■ DATA SHOWN:
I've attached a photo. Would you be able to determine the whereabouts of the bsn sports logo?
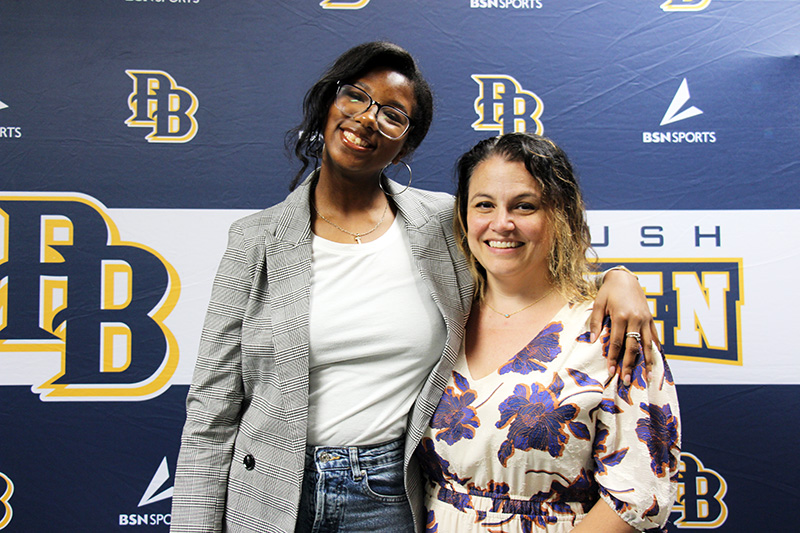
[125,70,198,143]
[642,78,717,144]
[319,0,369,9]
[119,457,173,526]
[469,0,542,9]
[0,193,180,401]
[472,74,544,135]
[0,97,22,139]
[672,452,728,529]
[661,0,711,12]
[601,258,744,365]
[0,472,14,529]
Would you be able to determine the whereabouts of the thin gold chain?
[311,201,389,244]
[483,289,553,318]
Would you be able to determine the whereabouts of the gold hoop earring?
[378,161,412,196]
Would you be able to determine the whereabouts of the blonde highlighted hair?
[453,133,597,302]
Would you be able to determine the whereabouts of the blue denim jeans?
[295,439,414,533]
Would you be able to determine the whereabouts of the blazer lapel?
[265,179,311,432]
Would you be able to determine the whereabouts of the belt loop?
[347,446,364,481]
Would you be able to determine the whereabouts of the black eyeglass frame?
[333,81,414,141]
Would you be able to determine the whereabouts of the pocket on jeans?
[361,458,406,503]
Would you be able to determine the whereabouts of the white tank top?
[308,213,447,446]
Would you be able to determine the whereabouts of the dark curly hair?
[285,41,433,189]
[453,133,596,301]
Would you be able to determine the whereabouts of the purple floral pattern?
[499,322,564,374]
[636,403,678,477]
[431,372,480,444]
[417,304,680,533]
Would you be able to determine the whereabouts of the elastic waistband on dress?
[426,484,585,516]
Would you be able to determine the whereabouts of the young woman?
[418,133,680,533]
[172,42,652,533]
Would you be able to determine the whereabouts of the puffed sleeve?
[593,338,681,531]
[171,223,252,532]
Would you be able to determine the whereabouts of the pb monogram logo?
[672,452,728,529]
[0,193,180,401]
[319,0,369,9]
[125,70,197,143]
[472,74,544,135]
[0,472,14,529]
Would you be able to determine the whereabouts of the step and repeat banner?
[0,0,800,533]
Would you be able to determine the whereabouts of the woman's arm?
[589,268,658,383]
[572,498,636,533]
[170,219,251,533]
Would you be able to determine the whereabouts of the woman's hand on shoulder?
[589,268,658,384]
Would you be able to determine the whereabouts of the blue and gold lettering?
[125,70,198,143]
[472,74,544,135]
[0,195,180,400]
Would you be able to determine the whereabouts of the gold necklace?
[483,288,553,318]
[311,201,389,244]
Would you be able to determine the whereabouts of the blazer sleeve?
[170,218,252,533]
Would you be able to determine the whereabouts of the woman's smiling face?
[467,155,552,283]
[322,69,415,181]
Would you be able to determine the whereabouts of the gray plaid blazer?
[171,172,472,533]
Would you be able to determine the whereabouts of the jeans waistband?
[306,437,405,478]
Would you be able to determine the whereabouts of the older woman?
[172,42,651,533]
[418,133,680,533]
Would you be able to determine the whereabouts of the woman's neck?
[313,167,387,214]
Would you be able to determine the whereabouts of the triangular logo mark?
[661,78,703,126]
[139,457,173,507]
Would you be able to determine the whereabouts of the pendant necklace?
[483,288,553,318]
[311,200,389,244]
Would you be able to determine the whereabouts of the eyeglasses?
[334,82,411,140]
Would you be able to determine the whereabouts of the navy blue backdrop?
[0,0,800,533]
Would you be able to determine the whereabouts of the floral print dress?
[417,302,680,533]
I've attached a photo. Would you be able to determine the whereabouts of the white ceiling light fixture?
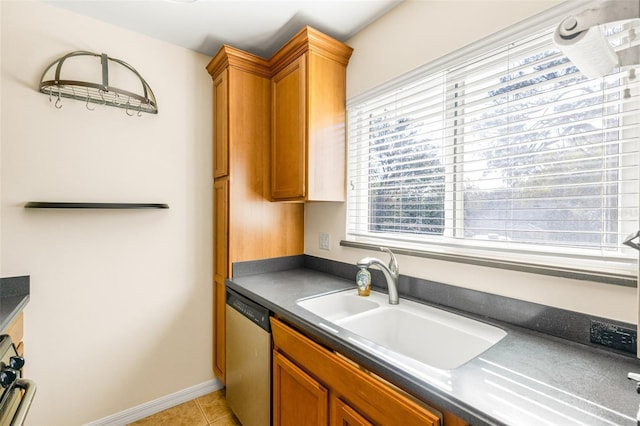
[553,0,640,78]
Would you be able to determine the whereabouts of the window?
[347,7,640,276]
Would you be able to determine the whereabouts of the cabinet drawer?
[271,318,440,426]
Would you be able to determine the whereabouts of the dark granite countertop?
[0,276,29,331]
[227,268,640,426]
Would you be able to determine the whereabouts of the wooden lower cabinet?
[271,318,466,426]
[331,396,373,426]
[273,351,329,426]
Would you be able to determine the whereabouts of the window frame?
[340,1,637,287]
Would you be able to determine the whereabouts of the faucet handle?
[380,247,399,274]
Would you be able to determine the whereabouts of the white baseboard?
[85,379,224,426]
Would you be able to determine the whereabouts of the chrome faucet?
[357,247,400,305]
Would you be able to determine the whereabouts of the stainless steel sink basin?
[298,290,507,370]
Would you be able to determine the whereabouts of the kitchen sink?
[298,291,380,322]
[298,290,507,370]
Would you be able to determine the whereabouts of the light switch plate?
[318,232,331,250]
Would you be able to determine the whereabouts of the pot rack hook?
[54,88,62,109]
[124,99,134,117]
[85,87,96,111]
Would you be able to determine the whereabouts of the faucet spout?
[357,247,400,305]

--

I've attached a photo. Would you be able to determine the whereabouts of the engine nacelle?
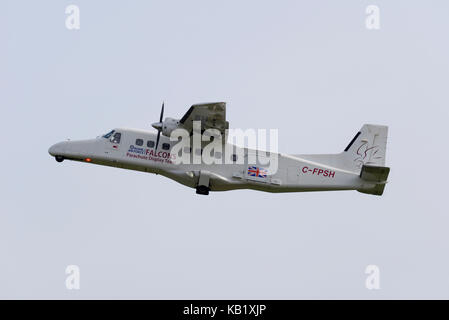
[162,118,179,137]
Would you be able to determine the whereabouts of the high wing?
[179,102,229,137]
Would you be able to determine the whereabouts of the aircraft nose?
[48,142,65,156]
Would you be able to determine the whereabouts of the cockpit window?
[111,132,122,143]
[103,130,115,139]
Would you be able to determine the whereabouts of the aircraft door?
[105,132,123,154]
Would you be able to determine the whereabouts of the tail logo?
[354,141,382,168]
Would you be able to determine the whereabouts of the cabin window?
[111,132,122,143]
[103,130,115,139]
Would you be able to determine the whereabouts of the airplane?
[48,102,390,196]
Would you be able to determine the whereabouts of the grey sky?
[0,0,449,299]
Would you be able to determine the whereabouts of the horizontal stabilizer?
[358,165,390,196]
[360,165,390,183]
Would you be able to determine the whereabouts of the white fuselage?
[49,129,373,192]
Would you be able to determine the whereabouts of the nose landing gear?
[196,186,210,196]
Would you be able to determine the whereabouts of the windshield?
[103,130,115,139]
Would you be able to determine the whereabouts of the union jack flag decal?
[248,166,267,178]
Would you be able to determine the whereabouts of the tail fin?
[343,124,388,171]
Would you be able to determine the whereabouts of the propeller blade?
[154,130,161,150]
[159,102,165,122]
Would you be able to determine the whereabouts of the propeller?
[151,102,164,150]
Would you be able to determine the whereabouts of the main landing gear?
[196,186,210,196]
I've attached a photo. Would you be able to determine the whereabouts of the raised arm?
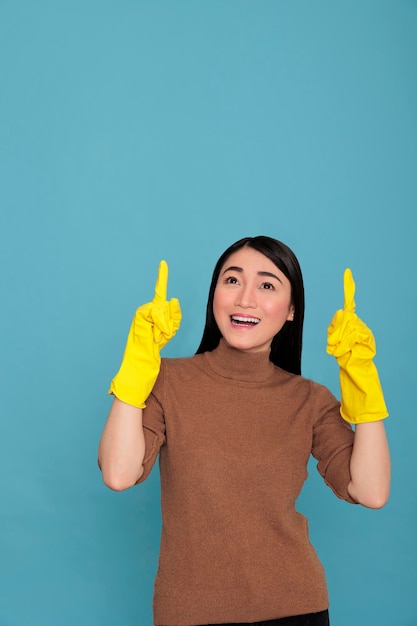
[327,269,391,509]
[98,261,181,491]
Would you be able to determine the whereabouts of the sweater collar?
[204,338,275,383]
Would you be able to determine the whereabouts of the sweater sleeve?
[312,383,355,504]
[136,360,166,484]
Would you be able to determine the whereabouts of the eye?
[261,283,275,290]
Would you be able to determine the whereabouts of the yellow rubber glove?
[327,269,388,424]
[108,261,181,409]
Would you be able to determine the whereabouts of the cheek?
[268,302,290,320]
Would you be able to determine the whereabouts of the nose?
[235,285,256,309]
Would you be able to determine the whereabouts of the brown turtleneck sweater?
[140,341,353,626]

■ WHAT THIS TASK INVOLVES: Copy the records verbatim from the line containing "Would you be able to determine the whereabouts of the union" through the line containing "[140,341,353,626]", with both lines included. Leave the pictures out of your copy.

■ THE OUTPUT:
Would you be able to determine the whereabouts of the union jack flag decal?
[248,166,267,178]
Would you be able to determine the whereabouts of the tail fin?
[343,124,388,171]
Would you be able to determine the whereabouts of the propeller blade?
[154,130,161,150]
[159,102,165,122]
Would you be able to determine the whereabouts of the propeller?
[151,102,164,150]
Would you be able to determine the whereabouts of the main landing gear?
[196,186,210,196]
I've attached a photo. Would you be able to determine the whereabouts of the raised arm?
[327,269,391,509]
[98,261,181,491]
Would you be able to determine the whereabouts of the sweater collar?
[204,338,275,383]
Would you be able to determine the whereabouts of the sweater sleeve?
[312,383,355,504]
[136,360,166,484]
Would you be able to determine the whereabouts of the eye?
[261,283,275,290]
Would you be able to determine the whereabouts of the yellow rubber glove?
[327,269,388,424]
[108,261,181,409]
Would you be able to determine the whereabouts of the cheek?
[268,302,290,320]
Would you be able to determine the whereabouts of the nose?
[235,285,256,309]
Would you be able to determine the whereabouts of the brown turtleneck sweater?
[140,341,353,626]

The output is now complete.